昭和に起きた

教師たちの性非行

 

以前このブログでは、1986年に起きた「岐阜 高校教師教え子殺人事件」を取り上げました。

 

 

久世繁仁という岐阜県の高校の美術教師が、教え子を愛人にしてソープランドで働かせ、貯金をしてやるとだましてお金を預かりながら私的に流用、それがバレてお金を返すか結婚するかと迫られるや殺害し、別の教え子の愛人に手伝わせて遺体を焼却したというとんでもない事件です。

 

 

 

昭和に起きた事件を見ていると、このほかにも「教師たちの性非行」ともいうべき未成年の教え子と性的に関係した事件がいくつも上がってきます。

 

今回はそのうち5つの事件を紹介します。

 

①小学5年生の教え子をモーテルに連れ込み暴行した教師(熊本市、1985年)

 

『FRIDAY』(1985年7月19日号)

 

上の写真は、熊本市立白川小学校の教務主任・山下司(51歳)が、1985(昭和60)年5月に修学旅行に行った時のスナップです。

 

『FRIDAY』が入手したこの写真の山下の顔には、ボールペンのキャップでバツ印のキズが生徒によって付けられていたそうです。

 

バツ印がつけられた顔

 

この時すでに山下には悪評が立っており、「あの先生」と子どもを一緒の宿に泊めることに不安を感じた一部の保護者が、修学旅行をボイコットする騒ぎもあったそうです。

 

「児童との噂」があったにもかかわらず、同校の田口省一校長はじめ同僚の教師たちも、生徒から事情を聴くこともせずにそれを放置していました。

 

しかし、この年の2月16日に、担任をしていた5年生のクラスのA子さん(11歳)を山下が熊本市内のモーテルに連れ込んで暴行したことが発覚し、6月28日になってようやく山下は婦女暴行容疑で逮捕されました。

 

警察の調べによると山下は、勤務中に10回にもわたって体育館でA子さんに性的な接触をしたほか、同校の別の女生徒2人にも同様のことをしていました。

 

記事によると、子どもたちに近づく手口は悪質で、担任の立場を利用して共働きや困窮家庭の女児に目をつけ、「お菓子をあげる」「勉強を見てあげる」と誘って性的に接触するというものでした。

 

「ホテルに行こうと言われたことがある」とか「保健室で胸をさわられた」と話す6年生の女子生徒もおり、山下にはA子さん以外にもかなりの余罪があると思われます。

 

山下は、白川小学校には赴任してまだ1年でしたが、教歴は30年にもおよびますので、他校でも多くの被害者が出ていたのではないでしょうか。

 

しかしここでも、生徒の人権や安全より管理責任を問われることの方を嫌う学校・管理職の隠蔽体質からか、田口校長は「保護者の誤解はすでに解けている」という本人の弁明をそのまま鵜呑みにして山下を放任していたのです。

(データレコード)

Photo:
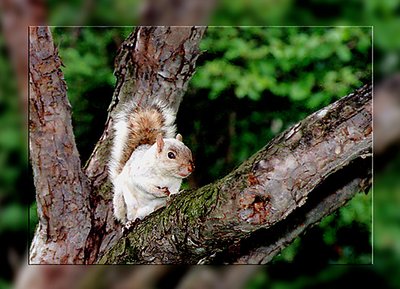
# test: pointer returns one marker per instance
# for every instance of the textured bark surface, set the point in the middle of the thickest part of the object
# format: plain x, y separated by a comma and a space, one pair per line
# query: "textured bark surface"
153, 62
246, 217
200, 225
62, 188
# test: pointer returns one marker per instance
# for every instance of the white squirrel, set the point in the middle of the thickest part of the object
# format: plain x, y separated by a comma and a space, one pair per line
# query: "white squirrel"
148, 162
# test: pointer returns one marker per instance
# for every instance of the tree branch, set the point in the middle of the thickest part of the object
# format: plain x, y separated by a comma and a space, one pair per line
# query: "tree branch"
263, 191
153, 62
62, 188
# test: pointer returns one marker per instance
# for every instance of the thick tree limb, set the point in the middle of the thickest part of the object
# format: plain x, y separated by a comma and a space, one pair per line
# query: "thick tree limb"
62, 188
153, 63
204, 225
262, 192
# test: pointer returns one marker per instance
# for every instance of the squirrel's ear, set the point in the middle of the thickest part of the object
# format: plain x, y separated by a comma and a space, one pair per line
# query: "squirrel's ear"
160, 143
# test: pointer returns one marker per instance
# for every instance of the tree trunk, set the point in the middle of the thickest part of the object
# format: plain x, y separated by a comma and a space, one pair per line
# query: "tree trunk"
247, 217
321, 162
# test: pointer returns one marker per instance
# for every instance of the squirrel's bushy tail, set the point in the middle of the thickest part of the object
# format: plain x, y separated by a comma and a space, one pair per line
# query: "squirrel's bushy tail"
135, 126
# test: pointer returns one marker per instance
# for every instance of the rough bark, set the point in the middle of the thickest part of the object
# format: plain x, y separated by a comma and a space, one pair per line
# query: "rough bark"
216, 223
15, 18
62, 190
199, 225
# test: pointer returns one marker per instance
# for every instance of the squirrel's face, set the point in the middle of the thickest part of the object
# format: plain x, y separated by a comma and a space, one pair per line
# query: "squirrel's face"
176, 158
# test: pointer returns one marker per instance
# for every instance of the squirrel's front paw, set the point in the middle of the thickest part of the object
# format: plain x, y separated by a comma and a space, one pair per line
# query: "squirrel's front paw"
164, 190
128, 226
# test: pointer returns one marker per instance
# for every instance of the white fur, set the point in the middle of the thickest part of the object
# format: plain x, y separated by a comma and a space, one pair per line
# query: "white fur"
135, 188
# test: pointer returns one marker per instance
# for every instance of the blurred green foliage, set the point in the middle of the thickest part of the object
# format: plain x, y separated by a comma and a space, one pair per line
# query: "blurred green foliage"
15, 189
254, 82
251, 130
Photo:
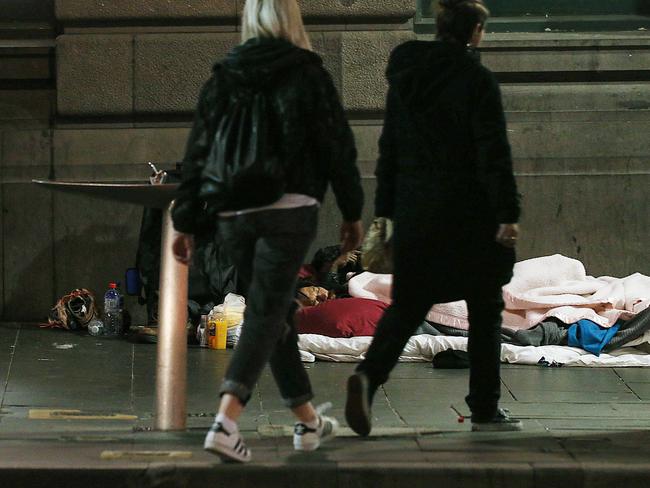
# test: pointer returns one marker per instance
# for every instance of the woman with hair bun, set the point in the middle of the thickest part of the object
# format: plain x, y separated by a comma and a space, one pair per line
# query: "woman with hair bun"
445, 176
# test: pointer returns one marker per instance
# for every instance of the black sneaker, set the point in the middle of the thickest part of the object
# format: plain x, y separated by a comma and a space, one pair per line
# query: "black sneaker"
501, 422
357, 406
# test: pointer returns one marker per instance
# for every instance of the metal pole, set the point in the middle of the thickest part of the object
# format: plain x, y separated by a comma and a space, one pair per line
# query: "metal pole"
171, 368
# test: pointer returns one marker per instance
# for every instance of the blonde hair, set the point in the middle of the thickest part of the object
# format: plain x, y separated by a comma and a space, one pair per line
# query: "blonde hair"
274, 18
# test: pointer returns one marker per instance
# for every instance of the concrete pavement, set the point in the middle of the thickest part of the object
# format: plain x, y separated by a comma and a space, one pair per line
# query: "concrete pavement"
78, 411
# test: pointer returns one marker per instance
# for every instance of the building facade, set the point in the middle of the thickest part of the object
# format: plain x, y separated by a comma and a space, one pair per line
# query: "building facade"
92, 90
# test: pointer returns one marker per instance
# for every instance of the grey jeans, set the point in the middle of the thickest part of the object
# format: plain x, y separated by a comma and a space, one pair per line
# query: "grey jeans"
268, 248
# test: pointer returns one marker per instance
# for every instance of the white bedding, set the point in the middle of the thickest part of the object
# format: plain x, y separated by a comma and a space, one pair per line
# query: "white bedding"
424, 347
541, 288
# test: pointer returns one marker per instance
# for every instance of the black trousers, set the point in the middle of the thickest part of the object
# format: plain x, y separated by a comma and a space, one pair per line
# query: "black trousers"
433, 253
268, 248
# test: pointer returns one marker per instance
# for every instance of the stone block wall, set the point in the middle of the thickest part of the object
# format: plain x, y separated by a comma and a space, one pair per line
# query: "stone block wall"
118, 86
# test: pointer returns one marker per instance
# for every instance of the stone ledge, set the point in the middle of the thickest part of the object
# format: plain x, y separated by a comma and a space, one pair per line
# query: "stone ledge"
120, 10
124, 75
79, 11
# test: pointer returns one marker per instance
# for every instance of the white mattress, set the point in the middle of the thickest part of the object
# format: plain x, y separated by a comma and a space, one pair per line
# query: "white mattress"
424, 347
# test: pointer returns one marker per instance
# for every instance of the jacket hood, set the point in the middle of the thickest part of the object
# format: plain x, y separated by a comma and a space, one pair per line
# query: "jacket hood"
419, 70
260, 60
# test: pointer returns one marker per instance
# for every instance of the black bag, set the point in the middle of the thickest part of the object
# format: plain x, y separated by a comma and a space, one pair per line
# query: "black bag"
244, 168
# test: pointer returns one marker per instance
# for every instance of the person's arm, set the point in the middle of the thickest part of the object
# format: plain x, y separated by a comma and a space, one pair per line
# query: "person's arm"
337, 135
494, 157
187, 207
344, 173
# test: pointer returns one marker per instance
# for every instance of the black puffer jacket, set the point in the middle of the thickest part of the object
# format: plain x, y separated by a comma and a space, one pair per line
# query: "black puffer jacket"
317, 141
445, 125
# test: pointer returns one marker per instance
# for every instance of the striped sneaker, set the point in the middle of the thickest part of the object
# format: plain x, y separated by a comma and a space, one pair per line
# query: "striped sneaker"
309, 439
228, 446
501, 422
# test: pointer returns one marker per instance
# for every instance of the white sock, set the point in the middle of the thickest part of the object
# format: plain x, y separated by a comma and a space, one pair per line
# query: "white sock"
314, 423
228, 424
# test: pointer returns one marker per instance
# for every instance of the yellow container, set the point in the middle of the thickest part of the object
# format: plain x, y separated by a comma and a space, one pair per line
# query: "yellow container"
217, 333
221, 333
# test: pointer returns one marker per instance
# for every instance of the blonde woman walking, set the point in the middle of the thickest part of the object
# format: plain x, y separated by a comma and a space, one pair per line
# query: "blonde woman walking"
297, 124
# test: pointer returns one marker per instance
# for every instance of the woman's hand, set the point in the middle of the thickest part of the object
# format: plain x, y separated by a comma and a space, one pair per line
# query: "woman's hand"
508, 234
351, 236
183, 247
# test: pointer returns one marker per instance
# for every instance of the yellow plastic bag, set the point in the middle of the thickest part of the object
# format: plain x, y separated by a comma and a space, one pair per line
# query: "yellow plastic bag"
377, 249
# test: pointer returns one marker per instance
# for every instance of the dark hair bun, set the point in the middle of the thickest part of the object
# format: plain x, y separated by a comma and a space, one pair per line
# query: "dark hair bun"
456, 3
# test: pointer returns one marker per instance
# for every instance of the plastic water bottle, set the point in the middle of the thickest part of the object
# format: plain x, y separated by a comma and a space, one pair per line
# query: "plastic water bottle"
96, 327
112, 314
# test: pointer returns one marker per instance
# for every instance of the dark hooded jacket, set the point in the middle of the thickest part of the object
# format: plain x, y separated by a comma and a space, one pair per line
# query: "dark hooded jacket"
316, 141
445, 170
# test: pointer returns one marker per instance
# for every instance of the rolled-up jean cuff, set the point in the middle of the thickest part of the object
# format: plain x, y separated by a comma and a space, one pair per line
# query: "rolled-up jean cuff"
234, 388
296, 402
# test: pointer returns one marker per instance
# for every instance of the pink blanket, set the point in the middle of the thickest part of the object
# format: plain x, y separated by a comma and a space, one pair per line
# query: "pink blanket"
550, 286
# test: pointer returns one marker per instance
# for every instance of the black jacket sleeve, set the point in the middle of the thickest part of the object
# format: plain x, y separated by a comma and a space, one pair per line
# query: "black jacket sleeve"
187, 208
494, 158
338, 140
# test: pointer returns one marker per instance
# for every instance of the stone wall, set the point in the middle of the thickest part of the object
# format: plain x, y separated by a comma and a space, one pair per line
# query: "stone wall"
128, 73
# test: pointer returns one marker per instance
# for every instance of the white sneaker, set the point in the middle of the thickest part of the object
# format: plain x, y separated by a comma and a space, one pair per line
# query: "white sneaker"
229, 447
309, 439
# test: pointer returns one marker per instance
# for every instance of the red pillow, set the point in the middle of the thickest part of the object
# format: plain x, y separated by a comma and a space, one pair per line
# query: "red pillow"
344, 317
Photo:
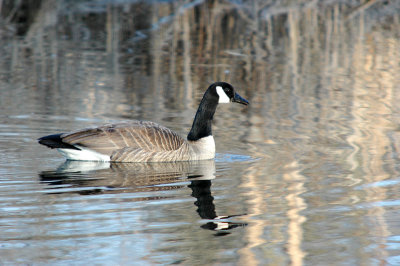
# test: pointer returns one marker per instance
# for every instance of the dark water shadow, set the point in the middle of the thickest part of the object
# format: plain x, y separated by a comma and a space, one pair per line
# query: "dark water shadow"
90, 178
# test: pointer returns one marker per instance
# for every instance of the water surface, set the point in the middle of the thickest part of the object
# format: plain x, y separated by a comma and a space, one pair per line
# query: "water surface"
307, 174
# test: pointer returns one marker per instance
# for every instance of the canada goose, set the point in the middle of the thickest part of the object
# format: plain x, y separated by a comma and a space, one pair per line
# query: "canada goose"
145, 141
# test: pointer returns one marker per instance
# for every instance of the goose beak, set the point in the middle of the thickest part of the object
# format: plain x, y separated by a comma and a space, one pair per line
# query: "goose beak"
239, 99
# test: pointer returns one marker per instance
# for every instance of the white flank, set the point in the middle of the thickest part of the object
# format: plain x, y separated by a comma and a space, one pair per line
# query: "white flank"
203, 148
223, 98
83, 155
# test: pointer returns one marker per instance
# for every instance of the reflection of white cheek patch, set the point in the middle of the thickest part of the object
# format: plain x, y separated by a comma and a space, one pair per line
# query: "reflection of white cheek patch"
223, 98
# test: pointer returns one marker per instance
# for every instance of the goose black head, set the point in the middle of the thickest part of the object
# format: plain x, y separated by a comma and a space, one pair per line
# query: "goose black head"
226, 93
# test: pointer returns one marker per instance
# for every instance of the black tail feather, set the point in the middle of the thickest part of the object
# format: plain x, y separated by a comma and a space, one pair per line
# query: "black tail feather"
55, 142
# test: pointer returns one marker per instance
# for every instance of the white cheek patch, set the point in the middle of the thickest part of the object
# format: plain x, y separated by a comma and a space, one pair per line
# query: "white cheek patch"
223, 98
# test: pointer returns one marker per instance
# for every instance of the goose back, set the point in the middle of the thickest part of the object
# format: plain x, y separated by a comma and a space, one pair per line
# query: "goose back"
130, 141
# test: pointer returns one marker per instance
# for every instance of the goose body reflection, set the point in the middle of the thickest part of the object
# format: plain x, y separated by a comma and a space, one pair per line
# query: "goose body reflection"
88, 178
145, 141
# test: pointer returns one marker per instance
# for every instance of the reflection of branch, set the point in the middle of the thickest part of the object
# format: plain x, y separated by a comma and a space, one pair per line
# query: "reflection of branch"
360, 9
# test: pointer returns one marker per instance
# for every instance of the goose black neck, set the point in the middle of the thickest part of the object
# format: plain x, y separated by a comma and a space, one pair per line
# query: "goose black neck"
202, 121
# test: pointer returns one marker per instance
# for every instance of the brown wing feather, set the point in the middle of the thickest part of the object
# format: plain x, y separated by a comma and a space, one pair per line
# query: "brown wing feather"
144, 135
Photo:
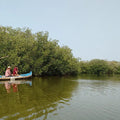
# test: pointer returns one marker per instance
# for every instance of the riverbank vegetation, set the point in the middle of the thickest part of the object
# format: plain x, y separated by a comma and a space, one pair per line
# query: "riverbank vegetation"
36, 52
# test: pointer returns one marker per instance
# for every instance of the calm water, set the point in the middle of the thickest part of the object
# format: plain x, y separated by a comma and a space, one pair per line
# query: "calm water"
65, 98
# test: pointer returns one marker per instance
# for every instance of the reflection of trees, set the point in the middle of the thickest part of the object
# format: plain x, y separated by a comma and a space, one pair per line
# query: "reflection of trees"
44, 97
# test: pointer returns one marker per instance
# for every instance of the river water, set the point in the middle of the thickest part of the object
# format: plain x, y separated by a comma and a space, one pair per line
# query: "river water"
61, 98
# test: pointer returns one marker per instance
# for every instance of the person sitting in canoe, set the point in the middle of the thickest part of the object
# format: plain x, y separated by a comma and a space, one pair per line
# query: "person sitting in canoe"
15, 71
8, 72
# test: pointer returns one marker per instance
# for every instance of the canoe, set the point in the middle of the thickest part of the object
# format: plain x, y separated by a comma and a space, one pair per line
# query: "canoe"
21, 76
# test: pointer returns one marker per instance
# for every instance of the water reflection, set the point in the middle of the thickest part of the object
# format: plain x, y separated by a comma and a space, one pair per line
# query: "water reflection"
14, 85
56, 98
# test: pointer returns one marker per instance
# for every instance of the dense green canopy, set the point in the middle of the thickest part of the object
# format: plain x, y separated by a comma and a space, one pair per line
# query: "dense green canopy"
34, 52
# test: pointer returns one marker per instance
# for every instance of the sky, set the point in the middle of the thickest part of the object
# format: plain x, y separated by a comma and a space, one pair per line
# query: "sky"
91, 28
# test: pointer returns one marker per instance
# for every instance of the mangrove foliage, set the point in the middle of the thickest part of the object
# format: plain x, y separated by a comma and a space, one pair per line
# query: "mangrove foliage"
37, 53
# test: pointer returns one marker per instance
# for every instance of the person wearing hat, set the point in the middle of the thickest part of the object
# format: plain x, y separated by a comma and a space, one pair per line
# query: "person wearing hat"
8, 72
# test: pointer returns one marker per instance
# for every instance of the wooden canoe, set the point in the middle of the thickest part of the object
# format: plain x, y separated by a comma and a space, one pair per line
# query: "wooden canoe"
21, 76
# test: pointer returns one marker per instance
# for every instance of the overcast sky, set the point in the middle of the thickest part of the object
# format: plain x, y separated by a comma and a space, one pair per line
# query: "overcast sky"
91, 28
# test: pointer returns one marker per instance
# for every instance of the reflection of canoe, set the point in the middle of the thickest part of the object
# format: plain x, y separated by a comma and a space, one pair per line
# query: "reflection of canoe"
21, 76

— 作業依頼 1 —
教師たちの性非行に関する記事の一文「昭和に起きた事件を見ていると、このほかにも「教師たちの性非行」ともいうべき未成年の教え子と性的に関係した事件がいくつも上がってきます。」を英語に訳してください。
— 作業依頼 2 —
教師たちの性非行に関する記事を、示されている最後の文の後から書き継いでください。
レコードは記事とは別個の資料です。

— 作業結果 1 —
Looking at incidents from the Showa era, a number of other cases also come up in which teachers had sexual relations with their underage students, cases that might be called "teachers' sexual misconduct."

— 作業結果 2 —
A子さんはじめ被害にあった子どもたちの心身に深い傷が残ったのではないかと思うと、教師という立場を悪用して小児性愛的欲求を満たそうとした性犯罪者・山下司はもちろん、保身しか考えない身勝手な大人たちの責任は厳しく問われねばならないでしょう。

 

②教え子と「交際」して懲戒免職になった異色教師(大阪府池田市、1982年)

 

『FOCUS』(1982年10月29日号)

 

1982(昭和57)年10月15日、大阪府立池田高校の教諭だった山田啓司(33歳)が、未成年の教え子と性的関係を持ったとして大阪府教委から懲戒免職の処分を受けました。

 

山田は、大阪外国語大学(2007年に大阪大学に統合)を卒業後、西成高校を経て池田高校に着任しました。

 

風貌も行動も異色の教師だったようですが、課外活動には熱心に取り組み、自分の専門である「朝鮮語研究会」を創って指導していました。

 

その研究会のメンバーの一人だった女子生徒と山田は、妻子があるにもかかわらず交際を始め、深夜まで連れ回すようなことをしていたそうです。

 

そして、卒業後も交際を続けたことから、女生徒の両親が府教委に訴えて処分されたのです。

 

山田は、「政治的なことで校長や教頭から煙たがられていたから、生徒との交際を口実に処分された」と主張しているようです。

 

この記事だけからは詳しいことがわかりませんが、山田は既存の秩序にあえて逆らうという「ツッパリ教師」的な思想信条を持っていたのかもしれません。

 

自分自身がリスクを承知でそうした信条で行動するのは自由ですが、そこにまだ未成年で、教師と生徒という対等ではない立場の人間を巻き込み、生徒にとっては「強者」である自分の意志に従わせることは、たとえ女生徒がそれを望んでいたとしても、決して彼女の人間性と将来性に配慮した適切な行為とは言えないでしょう。

 

悪質さの程度は違いますが、最初にあげた岐阜の事件の久世繁仁と同じ身勝手さを、山田に感じざるを得ません。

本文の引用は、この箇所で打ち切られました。